> **What is asked**: Rescale the entries from the line with "Put a marker on every instance of the landing" up to and including the line with "[(388, 200), (413, 192), (334, 191)]", reproducing only those lines, requests included. Multiply every point coordinate in the answers by 2.15 and round each result to a whole number, with halves rounded up, leaving the numbers in the requests and their format samples unchanged.

> **Information supplied**:
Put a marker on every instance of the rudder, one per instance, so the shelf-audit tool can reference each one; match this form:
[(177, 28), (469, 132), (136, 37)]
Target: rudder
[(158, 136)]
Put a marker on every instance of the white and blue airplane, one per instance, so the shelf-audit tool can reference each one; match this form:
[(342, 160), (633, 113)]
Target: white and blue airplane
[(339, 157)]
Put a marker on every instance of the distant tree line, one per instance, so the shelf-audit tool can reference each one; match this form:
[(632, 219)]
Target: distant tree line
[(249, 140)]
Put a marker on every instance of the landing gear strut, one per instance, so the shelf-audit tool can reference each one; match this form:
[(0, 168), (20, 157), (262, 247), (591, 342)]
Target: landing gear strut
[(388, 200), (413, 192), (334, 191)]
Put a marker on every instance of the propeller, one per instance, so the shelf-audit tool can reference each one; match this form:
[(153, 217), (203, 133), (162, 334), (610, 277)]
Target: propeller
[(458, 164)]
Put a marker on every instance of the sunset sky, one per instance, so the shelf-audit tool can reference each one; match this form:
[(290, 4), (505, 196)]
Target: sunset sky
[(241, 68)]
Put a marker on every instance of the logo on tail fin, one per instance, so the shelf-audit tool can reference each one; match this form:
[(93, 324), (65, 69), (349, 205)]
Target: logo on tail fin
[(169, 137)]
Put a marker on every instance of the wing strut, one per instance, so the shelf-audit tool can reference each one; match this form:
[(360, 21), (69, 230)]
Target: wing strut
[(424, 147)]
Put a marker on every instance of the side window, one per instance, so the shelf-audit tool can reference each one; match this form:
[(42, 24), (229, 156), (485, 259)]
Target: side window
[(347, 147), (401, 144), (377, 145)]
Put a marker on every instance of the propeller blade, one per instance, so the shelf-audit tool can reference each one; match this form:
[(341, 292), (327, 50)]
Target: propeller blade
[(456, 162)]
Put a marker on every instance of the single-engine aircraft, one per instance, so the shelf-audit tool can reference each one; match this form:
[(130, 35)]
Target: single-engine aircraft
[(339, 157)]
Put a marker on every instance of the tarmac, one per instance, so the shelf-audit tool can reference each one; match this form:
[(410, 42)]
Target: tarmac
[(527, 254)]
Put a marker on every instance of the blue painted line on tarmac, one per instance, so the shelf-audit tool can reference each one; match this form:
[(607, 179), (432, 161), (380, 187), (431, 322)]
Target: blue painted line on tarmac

> **Result of the exercise**:
Put a marker on every instance of the landing gear strut, one per instance, so the shelf-audit tool can reference each one; match this form:
[(0, 168), (20, 157), (262, 247), (591, 342)]
Target: landing gear strut
[(834, 430), (888, 413), (718, 411)]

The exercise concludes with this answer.